*Exercise passage*
###

Sublime text and sometimes vim work well enough for me, though these things are very personal.  For the others, have you contributed anything - time or money in making them better?  If wishes were horses, beggars would ride.  And contribution of either has a higher value than just the thing itself, because it also tends to energise the project - look at the frustration Basil experienced regarding his IDE project.  It's good to have high standards, but one should have some appreciation also for the gift that people make of their time, work, and energy in ways that don't always lead to the gratitude that one might expect.

You wouldn't believe how little money or support, intelligently applied, it can take to indirectly lead to quite big changes...

> Try remote editing D and see how much fun it is.
vim has always worked well enough for me.  or sublime on occasion.

> Seb posted a massive list of modules that can be standard candidates. And the response is more or less ignore it. People who work on Standard libraries are more motivated. Bring  them into the fold. But it seems that they simple get ignored.

Rome wasn't built in a year.  Great things are achieved by taking baby steps, compounded over time.  And if one does what little one can, others are inspired by it.  Enthusiasm and a constructive attitude are infectious in my experience.

> ;) ). Sorry guys but it feels like you are too technical focused and not thinking about the bigger picture. Suggesting things does not work when nobody gives people the chance to prove themselves.

###

(Dataset items)
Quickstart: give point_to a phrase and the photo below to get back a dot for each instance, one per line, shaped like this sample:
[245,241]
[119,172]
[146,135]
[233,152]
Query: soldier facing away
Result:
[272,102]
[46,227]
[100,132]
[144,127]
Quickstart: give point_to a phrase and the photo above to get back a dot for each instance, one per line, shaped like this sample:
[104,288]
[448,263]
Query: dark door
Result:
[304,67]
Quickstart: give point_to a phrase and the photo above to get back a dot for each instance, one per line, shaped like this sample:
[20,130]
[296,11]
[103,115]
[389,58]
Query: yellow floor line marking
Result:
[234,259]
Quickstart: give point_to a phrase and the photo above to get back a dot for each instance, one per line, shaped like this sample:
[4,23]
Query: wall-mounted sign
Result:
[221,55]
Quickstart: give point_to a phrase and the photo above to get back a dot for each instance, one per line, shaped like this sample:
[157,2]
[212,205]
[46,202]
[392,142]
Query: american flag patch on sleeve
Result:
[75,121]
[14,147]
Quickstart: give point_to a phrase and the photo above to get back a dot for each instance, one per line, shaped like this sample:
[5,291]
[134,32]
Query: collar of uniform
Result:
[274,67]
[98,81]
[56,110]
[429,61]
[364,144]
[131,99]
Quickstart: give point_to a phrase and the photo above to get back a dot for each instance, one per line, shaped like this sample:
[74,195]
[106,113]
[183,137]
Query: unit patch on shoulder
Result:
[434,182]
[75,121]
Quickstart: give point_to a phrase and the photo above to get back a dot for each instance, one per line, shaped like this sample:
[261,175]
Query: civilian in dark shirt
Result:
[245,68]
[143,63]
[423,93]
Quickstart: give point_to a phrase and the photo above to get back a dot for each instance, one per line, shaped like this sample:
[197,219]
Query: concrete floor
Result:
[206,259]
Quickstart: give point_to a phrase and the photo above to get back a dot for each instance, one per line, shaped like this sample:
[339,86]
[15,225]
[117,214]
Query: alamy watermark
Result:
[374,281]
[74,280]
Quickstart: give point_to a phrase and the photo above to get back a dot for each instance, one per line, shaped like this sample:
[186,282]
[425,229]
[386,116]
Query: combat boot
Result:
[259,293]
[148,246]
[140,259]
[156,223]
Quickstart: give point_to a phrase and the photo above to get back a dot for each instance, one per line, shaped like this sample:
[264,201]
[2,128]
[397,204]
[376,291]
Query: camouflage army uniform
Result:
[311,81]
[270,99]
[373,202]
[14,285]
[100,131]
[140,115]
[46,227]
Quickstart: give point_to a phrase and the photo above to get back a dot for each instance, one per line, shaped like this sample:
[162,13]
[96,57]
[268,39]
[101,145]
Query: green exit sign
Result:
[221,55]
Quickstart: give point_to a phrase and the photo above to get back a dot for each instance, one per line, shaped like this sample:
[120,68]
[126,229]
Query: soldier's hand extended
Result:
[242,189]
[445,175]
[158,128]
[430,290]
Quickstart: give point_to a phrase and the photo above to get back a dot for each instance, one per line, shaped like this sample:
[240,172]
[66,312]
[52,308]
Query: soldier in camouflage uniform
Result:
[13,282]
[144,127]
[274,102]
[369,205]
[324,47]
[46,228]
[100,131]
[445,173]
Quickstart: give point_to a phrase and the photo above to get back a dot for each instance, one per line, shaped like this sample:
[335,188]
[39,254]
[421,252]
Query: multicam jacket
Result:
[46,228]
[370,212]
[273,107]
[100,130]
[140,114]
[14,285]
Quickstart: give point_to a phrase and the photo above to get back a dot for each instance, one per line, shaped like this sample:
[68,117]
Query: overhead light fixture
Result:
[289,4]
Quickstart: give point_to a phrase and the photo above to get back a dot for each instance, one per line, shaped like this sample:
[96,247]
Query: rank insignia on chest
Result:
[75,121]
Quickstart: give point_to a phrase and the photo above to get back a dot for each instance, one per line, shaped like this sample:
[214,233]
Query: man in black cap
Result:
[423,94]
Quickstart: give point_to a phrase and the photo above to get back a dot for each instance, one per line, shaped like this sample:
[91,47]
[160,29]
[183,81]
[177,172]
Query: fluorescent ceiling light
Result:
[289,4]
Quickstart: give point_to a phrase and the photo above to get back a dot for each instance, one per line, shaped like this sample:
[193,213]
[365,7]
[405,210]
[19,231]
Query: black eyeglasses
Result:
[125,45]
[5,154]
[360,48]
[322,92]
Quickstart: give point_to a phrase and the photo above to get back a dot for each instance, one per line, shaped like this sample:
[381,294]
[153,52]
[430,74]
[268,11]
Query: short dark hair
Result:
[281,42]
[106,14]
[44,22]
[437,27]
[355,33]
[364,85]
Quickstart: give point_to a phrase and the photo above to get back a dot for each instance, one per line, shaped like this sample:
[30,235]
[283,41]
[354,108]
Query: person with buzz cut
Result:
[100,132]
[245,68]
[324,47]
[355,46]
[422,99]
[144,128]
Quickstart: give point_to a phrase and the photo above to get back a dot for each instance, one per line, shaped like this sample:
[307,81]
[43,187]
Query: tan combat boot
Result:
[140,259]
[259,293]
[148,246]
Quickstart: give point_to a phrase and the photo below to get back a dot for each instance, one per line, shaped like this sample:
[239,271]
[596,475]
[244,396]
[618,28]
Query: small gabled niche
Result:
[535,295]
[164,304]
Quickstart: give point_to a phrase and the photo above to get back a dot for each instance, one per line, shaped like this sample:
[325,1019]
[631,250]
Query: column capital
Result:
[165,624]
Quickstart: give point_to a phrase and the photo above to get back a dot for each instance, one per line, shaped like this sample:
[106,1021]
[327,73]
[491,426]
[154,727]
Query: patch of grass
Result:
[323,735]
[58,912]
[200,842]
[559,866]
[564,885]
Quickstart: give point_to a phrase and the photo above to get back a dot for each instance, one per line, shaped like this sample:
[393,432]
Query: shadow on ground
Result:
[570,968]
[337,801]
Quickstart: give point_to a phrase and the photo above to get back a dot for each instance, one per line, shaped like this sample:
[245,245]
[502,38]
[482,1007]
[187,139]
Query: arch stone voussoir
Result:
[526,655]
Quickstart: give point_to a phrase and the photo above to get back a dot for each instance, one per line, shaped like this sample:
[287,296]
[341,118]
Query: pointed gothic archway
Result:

###

*Questions to answer*
a – Answer these questions about the forum reply on contributing to open-source projects:
(i) Which two editors does the writer say work well enough?
(ii) Whose frustration with an IDE project does the writer point to?
(iii) According to the quoted complaint, who posted a massive list of modules that could be standard candidates?
b – Extend the forum reply on contributing to open-source projects past its final quoted complaint.

*Outputs by task*
a –
(i) Sublime Text and vim
(ii) Basil's
(iii) Seb

b –
Yes - but languages are founded on different principles.  D is an organic ecosystem oriented to people who care about technical things.  Technical excellence brings in people with resources who find technical questions more important than marketing.  It takes time sometimes.



Laeeth.

December 28, 2016
On Tuesday, 27 December 2016 at 16:36:10 UTC, Laeeth Isharc wrote:
> On Monday, 19 December 2016 at 23:02:59 UTC, Benjiro wrote:
> So if you want to improve the language and its ecosystem, the best way is to contribute pull requests or $$$s - the Foundation now accepts individual donations, and it's also open to corporate sponsorship, I believe.
>
>> Editor support:
>
> Sublime text and sometimes vim work well enough for me, though these things are very personal.  For the others, have you contributed anything - time or money in making them better?  If wishes were horses, beggars would ride.  And contribution of either has a higher value than just the thing itself, because it also tends to energise the project - look at the frustration Basil experienced regarding his IDE project.  It's good to have high standards, but one should have some appreciation also for the gift that people make of their time, work, and energy in ways that don't always lead to the gratitude that one might expect.

There's only so much time and money someone can give. It isn't that appealing when virtually no other language out there suffers from this problem cause they have an actual market behind them. Those markets fuel money being poured into the tools of the lanugage. It doesn't really matter how many users you have, it depends on the demographic of those users. If they are all students still in school, then you haven't really created a market.

Anyways most of the IDEs out there are made by a small team or only one person. Not only that but they almost all (if not all) rely on the same projects to get the features you would expect in an IDE. The DCD, DScanner, DFix, DFmt etc... All those tools also seem to be developed primarily by the same single person. Rust seems to be in a similar situation but at least it seems the rust team has plans for adding IDE support into the compiler itself. Something that is probably unrealistic for D.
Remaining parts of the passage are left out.